Start of DATASET CONTENT

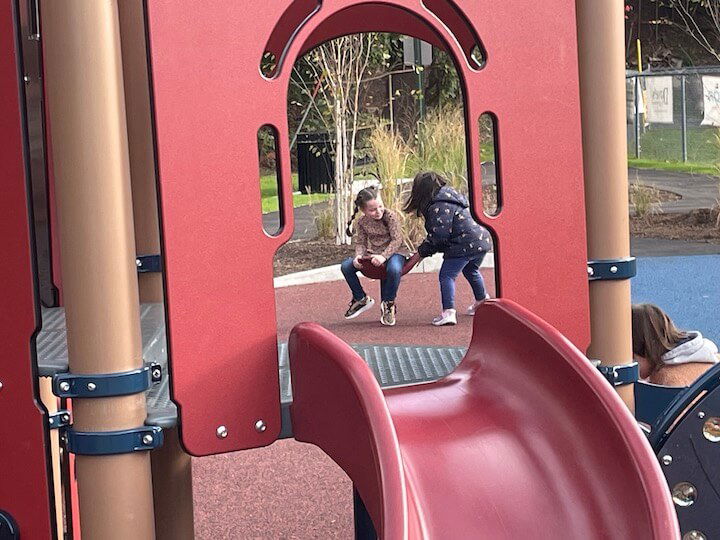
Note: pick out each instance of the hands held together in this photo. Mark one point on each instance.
(375, 260)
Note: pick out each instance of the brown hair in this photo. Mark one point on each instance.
(654, 333)
(364, 196)
(425, 187)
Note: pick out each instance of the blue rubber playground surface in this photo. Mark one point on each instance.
(687, 288)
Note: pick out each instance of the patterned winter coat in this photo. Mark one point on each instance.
(451, 229)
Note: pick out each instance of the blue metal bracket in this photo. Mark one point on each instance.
(73, 385)
(612, 269)
(59, 419)
(148, 263)
(103, 443)
(620, 375)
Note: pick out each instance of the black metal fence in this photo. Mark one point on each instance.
(674, 115)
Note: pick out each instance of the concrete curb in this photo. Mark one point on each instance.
(332, 273)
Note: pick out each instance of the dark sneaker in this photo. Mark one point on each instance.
(358, 306)
(387, 316)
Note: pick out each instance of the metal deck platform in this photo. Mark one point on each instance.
(393, 365)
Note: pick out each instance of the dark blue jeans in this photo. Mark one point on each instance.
(388, 286)
(449, 272)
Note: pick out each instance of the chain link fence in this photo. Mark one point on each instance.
(674, 115)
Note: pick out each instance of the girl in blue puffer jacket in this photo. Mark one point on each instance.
(451, 230)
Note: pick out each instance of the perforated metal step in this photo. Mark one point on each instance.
(393, 365)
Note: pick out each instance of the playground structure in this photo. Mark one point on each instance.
(525, 435)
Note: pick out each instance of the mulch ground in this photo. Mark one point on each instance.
(696, 226)
(298, 255)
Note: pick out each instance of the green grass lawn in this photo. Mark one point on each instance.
(268, 192)
(692, 168)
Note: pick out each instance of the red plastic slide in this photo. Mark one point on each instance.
(524, 440)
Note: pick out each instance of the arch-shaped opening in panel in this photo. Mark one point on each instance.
(396, 121)
(459, 25)
(294, 17)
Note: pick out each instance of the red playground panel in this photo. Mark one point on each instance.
(524, 439)
(210, 100)
(25, 492)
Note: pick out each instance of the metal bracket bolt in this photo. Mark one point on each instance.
(612, 269)
(59, 419)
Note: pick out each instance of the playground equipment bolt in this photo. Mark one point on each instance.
(711, 429)
(684, 494)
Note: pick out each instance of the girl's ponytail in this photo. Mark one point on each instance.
(363, 197)
(349, 230)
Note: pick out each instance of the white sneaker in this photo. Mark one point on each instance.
(471, 309)
(446, 318)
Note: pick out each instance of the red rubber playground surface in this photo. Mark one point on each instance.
(290, 489)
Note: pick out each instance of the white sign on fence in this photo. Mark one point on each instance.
(711, 100)
(659, 97)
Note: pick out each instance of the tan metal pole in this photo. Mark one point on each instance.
(171, 466)
(601, 40)
(89, 137)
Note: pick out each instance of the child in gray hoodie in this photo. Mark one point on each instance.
(666, 355)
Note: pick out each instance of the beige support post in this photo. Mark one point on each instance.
(51, 404)
(89, 137)
(171, 466)
(601, 41)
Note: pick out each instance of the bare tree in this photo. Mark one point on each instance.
(340, 66)
(700, 19)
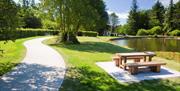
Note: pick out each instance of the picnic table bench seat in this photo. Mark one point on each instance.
(118, 60)
(154, 66)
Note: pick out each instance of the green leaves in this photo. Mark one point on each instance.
(8, 18)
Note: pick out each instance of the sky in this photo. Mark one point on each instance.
(122, 7)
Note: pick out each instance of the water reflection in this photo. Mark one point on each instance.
(151, 44)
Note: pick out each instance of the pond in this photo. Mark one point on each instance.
(151, 44)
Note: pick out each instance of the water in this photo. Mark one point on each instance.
(151, 44)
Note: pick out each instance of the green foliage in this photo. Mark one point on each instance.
(32, 22)
(157, 30)
(113, 21)
(176, 16)
(83, 73)
(124, 29)
(157, 14)
(75, 14)
(142, 32)
(48, 24)
(8, 18)
(175, 33)
(24, 33)
(143, 20)
(168, 24)
(88, 33)
(133, 19)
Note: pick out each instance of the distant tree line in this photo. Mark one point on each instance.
(159, 20)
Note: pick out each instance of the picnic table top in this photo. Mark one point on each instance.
(137, 54)
(145, 64)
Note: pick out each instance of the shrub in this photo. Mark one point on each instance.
(156, 30)
(88, 33)
(175, 33)
(142, 32)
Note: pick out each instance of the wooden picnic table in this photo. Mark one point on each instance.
(125, 56)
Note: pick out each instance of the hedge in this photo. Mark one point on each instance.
(23, 33)
(88, 33)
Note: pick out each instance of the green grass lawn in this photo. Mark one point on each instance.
(14, 52)
(84, 75)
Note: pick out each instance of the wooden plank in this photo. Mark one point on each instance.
(132, 54)
(145, 64)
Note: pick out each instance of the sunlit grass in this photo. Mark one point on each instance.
(84, 75)
(14, 52)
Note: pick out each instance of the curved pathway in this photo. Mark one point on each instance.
(42, 69)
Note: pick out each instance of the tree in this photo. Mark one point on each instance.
(143, 19)
(176, 16)
(113, 21)
(168, 24)
(157, 14)
(28, 17)
(71, 15)
(133, 18)
(8, 19)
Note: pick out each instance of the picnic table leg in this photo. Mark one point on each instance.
(144, 58)
(125, 60)
(150, 58)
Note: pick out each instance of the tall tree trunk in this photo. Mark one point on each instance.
(68, 37)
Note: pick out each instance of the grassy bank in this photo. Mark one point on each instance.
(170, 55)
(13, 54)
(84, 75)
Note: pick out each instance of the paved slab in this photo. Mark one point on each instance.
(42, 69)
(123, 76)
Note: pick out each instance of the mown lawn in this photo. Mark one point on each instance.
(84, 75)
(14, 52)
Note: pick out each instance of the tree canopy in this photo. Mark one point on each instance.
(71, 15)
(8, 19)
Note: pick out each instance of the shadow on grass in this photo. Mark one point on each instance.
(32, 77)
(84, 79)
(94, 47)
(6, 67)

End of DATASET CONTENT

TASK TO COMPLETE:
Repeat all of the data above line for line, unchanged, leaving out the pictures.

RESULT:
Note: pick out each instance of the hands held together in this photo. Mark one point on each instance.
(375, 260)
Note: pick out each instance of the brown hair in this photo. Mark one point on each instance.
(654, 333)
(364, 196)
(425, 187)
Note: pick out each instance of the blue rubber playground surface in this photo. Mark one point on each instance.
(687, 288)
Note: pick out each instance of the patterned winter coat in this photo. Mark one point on each instance.
(451, 229)
Note: pick out each instance of the blue metal bracket in this photo. Mark one point on each instance.
(73, 385)
(612, 269)
(59, 419)
(148, 263)
(103, 443)
(620, 375)
Note: pick out each instance of the black metal fence in this photo. Mark one point on each instance.
(674, 115)
Note: pick out each instance of the concrete curb in this photo. Mark one point on each instance.
(332, 273)
Note: pick out each instance of the dark sneaker in this photo. Mark one point on each instance.
(358, 306)
(387, 316)
Note: pick out each instance of the metal deck platform in this photo. Mark one point on each instance.
(393, 365)
Note: pick out each instance of the dark blue jeans in this photo. Mark one point on each instance.
(388, 286)
(449, 272)
Note: pick out each instance of the chain link fence in this photo. Mark one point on each instance.
(674, 115)
Note: pick out each instance of the girl in blue puffer jacket in this photo. Mark one point on each instance.
(451, 230)
Note: pick out each instance of the perforated metal step in this photo. Mark one point on each instance.
(393, 365)
Note: pick out each instance of the playground structure in this photo. Mark one point on each instance.
(525, 435)
Note: pick out each instance of the mulch ground in this photo. Mark one point on each instance.
(696, 226)
(298, 255)
Note: pick out each instance of the green grass lawn in this photo. Mark one point on each instance.
(268, 192)
(692, 168)
Note: pick out each instance of the red plastic slide in this photo. Mark one point on each instance.
(524, 440)
Note: pick out each instance of the arch-shaped opening in panel in this photo. Mark one point on each instance.
(396, 121)
(459, 25)
(294, 17)
Note: pick out each instance of the red playground panel in this photo. Mark one point on each instance.
(524, 439)
(210, 100)
(25, 492)
Note: pick out each instance of the metal bracket bolt in this photo. Mark one point on each instance.
(612, 269)
(59, 419)
Note: pick out each instance of the playground equipment bolt in this photo. Mark one point on each instance.
(711, 429)
(684, 494)
Note: pick out each instance of the girl's ponytail in this photo. Mark one point on each instance.
(363, 197)
(349, 230)
Note: pick out each instance of the white sneaker in this photo. Mark one point on each instance.
(471, 309)
(446, 318)
Note: pick out each instance of the red rubber playground surface in this photo. Mark one point on each instance.
(290, 489)
Note: pick out each instance of the white sign on fence in this photo. Mark one point on each instance.
(711, 100)
(659, 97)
Note: pick out each instance of the tan metal pole in this photo. Mark one point on each instance.
(171, 466)
(601, 40)
(89, 137)
Note: pick out each instance of the child in gray hoodie in this photo. Mark one point on each instance.
(666, 355)
Note: pick out each instance of the beige support post in this photo. Mark one point on each instance.
(51, 404)
(89, 137)
(171, 466)
(601, 41)
Note: pick out each instance of the bare tree in this photo. Mark one point on each instance.
(340, 66)
(700, 19)
Note: pick out each instance of the picnic table bench seat in this photo. Mark one point on each instance.
(118, 60)
(154, 66)
Note: pick out each instance of the green leaves in this photo. Mark one point on each instance.
(8, 18)
Note: pick out each instance of the sky in this photo. Mark one point on each instance.
(122, 7)
Note: pick out each instance of the water reflection in this photo. Mark one point on each instance.
(151, 44)
Note: pick out each instance of the pond in this photo. Mark one point on each instance.
(151, 44)
Note: pick out each instance of the water in this photo. Mark one point on each instance.
(151, 44)
Note: pick out each instance of the green foliage in this photo. Mark one point on each instance.
(32, 22)
(157, 30)
(113, 21)
(176, 16)
(83, 73)
(124, 29)
(157, 14)
(75, 14)
(142, 32)
(48, 24)
(8, 18)
(175, 33)
(24, 33)
(143, 20)
(168, 24)
(88, 33)
(133, 19)
Note: pick out each instance of the distant tree line in this photo. Mark one point on each instance.
(159, 20)
Note: pick out each instance of the picnic table top in this photo. Mark one point on each instance.
(137, 54)
(145, 64)
Note: pick out each instance of the shrub in this photo. Mark one point on each instance.
(156, 30)
(88, 33)
(175, 33)
(142, 32)
Note: pick out each instance of the wooden picnic table in this photo. Mark one point on each instance.
(125, 56)
Note: pick out each instance of the hedge in this photo. Mark one point on each instance.
(23, 33)
(88, 33)
Note: pick out each instance of the green grass lawn in this photo. Mark one point on each instance.
(14, 52)
(84, 75)
Note: pick out each instance of the wooden plank in this photo. Mark one point on each instance.
(132, 54)
(145, 64)
Note: pick out each instance of the sunlit grass in this photo. Mark one point on each instance.
(84, 75)
(14, 52)
Note: pick out each instance of the curved pathway in this photo. Mark one point on each instance.
(42, 69)
Note: pick out each instance of the tree in this photo. Mark one point on each instance.
(143, 19)
(176, 16)
(113, 21)
(168, 24)
(157, 14)
(28, 17)
(71, 15)
(133, 18)
(8, 19)
Note: pick out each instance of the picnic table leg in this photo. Mark one point on each instance.
(144, 58)
(125, 60)
(150, 58)
Note: pick out each instance of the tall tree trunk in this photo. Mark one point on each instance.
(68, 37)
Note: pick out each instance of the grassy bank in this photo. Mark one point on each instance.
(170, 55)
(13, 54)
(84, 75)
Note: pick out each instance of the paved slab in this photo. Mark one point on each instance.
(42, 69)
(123, 76)
Note: pick out each instance of the mown lawn in this photo. Mark one point on each instance.
(84, 75)
(14, 52)
Note: pick out each instance of the tree canopy in this photo. Mark one point on each instance.
(71, 15)
(8, 19)
Note: pick out each instance of the shadow on grass in this photo. Mark one point on each instance.
(32, 77)
(84, 79)
(94, 47)
(6, 67)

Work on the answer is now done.